Every entry below should be printed exactly, without its images.
↓↓↓
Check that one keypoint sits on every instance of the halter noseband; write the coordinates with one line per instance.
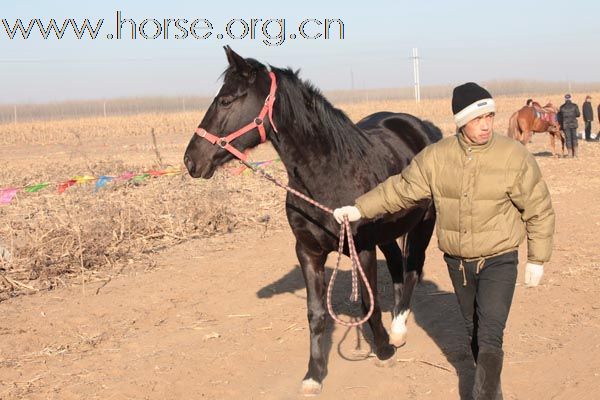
(258, 122)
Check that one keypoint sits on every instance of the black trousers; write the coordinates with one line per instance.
(588, 130)
(570, 137)
(485, 294)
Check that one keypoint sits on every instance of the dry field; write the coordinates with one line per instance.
(177, 288)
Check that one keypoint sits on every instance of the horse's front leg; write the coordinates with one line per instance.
(553, 144)
(383, 349)
(313, 265)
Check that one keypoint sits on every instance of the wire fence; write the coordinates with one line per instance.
(13, 113)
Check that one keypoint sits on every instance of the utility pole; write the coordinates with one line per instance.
(415, 58)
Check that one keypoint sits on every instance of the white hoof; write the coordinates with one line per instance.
(399, 331)
(310, 387)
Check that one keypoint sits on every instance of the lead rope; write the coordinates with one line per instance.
(356, 266)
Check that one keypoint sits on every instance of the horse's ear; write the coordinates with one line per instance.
(238, 62)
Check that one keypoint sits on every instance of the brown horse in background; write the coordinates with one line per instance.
(523, 123)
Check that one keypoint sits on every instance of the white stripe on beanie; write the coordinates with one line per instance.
(480, 107)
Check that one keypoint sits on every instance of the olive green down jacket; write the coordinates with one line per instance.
(488, 197)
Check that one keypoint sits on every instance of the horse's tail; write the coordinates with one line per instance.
(513, 126)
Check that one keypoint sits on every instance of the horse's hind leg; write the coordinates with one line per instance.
(313, 266)
(383, 349)
(395, 263)
(553, 144)
(417, 241)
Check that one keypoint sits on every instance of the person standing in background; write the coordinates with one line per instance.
(567, 117)
(588, 117)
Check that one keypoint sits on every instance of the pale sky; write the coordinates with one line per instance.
(458, 41)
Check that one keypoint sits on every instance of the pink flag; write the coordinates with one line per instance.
(6, 195)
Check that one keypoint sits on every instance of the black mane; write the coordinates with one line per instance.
(302, 105)
(314, 118)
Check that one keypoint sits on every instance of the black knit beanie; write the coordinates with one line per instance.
(469, 101)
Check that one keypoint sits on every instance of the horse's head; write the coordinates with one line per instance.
(551, 107)
(236, 119)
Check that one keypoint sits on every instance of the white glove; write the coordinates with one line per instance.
(347, 211)
(533, 274)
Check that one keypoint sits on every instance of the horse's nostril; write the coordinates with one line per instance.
(188, 163)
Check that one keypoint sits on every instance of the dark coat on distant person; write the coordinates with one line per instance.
(588, 112)
(568, 114)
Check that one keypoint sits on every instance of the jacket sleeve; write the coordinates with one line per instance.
(531, 197)
(397, 192)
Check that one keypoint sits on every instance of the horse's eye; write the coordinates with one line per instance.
(226, 100)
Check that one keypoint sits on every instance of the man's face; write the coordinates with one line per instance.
(479, 130)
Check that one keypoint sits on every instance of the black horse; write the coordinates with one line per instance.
(332, 160)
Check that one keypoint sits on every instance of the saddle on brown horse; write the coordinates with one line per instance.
(535, 118)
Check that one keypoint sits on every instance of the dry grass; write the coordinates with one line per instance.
(51, 240)
(81, 236)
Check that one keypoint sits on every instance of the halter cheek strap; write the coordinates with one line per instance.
(258, 122)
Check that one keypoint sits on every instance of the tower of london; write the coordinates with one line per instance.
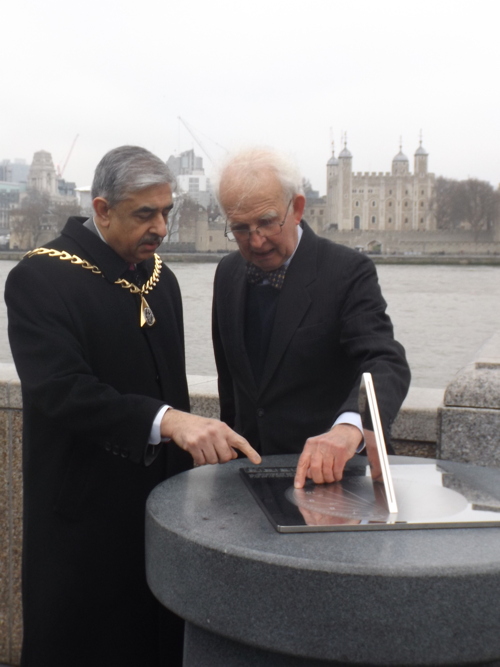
(394, 201)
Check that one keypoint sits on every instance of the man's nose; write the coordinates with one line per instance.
(256, 240)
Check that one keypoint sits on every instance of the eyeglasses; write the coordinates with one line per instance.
(265, 229)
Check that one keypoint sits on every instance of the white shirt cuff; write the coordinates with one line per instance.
(155, 434)
(353, 418)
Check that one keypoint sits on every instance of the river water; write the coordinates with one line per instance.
(441, 314)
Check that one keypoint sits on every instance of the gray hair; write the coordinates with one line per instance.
(248, 166)
(126, 169)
↑↑↑
**Response:**
Check that one keypoint sits on every instance of the halter noseband; write the coordinates with one line per instance.
(258, 122)
Check that one keypoint sits on every instance of the black trousers; write the coordinates with one line per instance.
(588, 130)
(570, 137)
(485, 294)
Check that one keypoint sits on every instance of the dry field; write the coordinates with one line per instance.
(177, 288)
Check that one keypoint sits on every instance of the horse's front leg; write the coordinates with one line per instance.
(553, 144)
(383, 349)
(313, 265)
Check that one keypoint sits on every instance of the wire fence; write the coordinates with one line per instance.
(13, 113)
Check that one keypoint sits on every instance of the utility pole; write the coordinates with one line per instance.
(415, 58)
Check that one keypoint sits on every instance of the white hoof; write the coordinates with one line per instance.
(399, 331)
(310, 387)
Check that one keypoint sits on every instance of the lead rope; write the coordinates with one line per instance.
(356, 266)
Check that one keypoint sits on every instance of the horse's ear; write the coordinates with one line per instance.
(238, 62)
Check that one keypoint sits on every instance of the brown horse in background; write the coordinates with one line per instance.
(523, 123)
Check that one keypoint sits on every instance of the white stripe on beanie; write the coordinates with one line per instance.
(480, 107)
Check that one keypoint sits on every instance of the olive green down jacket; write the coordinates with one line per instance.
(488, 197)
Check that one keypoint sits on every instance of the horse's tail; write the coordinates with one line per instance.
(513, 126)
Check that one keypoint sits on every instance of the horse's hind leg; write the coordinates with one line per instance.
(313, 266)
(383, 349)
(395, 263)
(553, 144)
(417, 241)
Check that one keypoint sits on every instance of the person standing in background; write the coordinates with one line per instance.
(567, 117)
(588, 117)
Check that one keypoint sits on every instance of the pale sky; write the coordinates with one line per instance.
(458, 41)
Check that one keypoint sits on every instance of the pink flag; write the coordinates with one line per instance.
(6, 195)
Check that one keypoint sits on every instance of the black mane; write the coordinates with one line per instance.
(302, 105)
(314, 118)
Check that one keypoint sits on every instance of the black knit beanie; write the coordinates with one line per instance.
(469, 101)
Check that one keypoint sits on every instance of the horse's head; write the coordinates with one line per instance.
(551, 107)
(236, 119)
Check that one keypoint sits on every instance of the white glove; write the coordinates with one line per instance.
(347, 211)
(533, 274)
Check that one keypoint sits on every instance of the horse's nostril; write the coordinates with one line per instance.
(188, 163)
Check that one keypoint sits on every instance of the dark coat on distant person; write the coordinates with one line per instance.
(588, 112)
(568, 114)
Check that one keypoint sits on every instance of the jacket sleeve; write the coordinates with one line per instance.
(531, 197)
(397, 192)
Check that one keypoint sits on every instance of the horse's eye; write the coordinates with one line per instance.
(226, 100)
Check that one keypoint sits on every instance of the man's face; write the coordinates with one line per instance.
(479, 130)
Check that one keypoint sits on every instance of the black horse; write the coordinates with one line per instance.
(332, 160)
Check that one keypoint sits on every instance of the saddle on brown horse; write the coordinates with one line per instance.
(535, 118)
Check that one keypoint sits on every instance of the dry grass; write the coordinates with one line per instance.
(51, 240)
(81, 236)
Check that one keypoint sits on every instance of the halter cheek strap; write the coordinates with one line per instance.
(258, 122)
Check that one keypoint sits on every instance of the tower of london; write the coordinates with one line per instance.
(394, 201)
Check that one keypoint sits on every instance of the man's nose; write the coordinates with one line per instance.
(256, 240)
Check that one keypoint sits on every instance of the eyeglasses; write the coordinates with one line per instance.
(265, 229)
Check that one keypoint sits on every instance of the white shirt cuff; write the coordinates with one line per instance.
(155, 434)
(353, 418)
Check that one keypoint sits on every instance of the river water; write the coordinates with one line per instance.
(441, 314)
Check that one keypoint sits on every instance of the gray hair; write the coordinates with one line per instance.
(248, 166)
(126, 169)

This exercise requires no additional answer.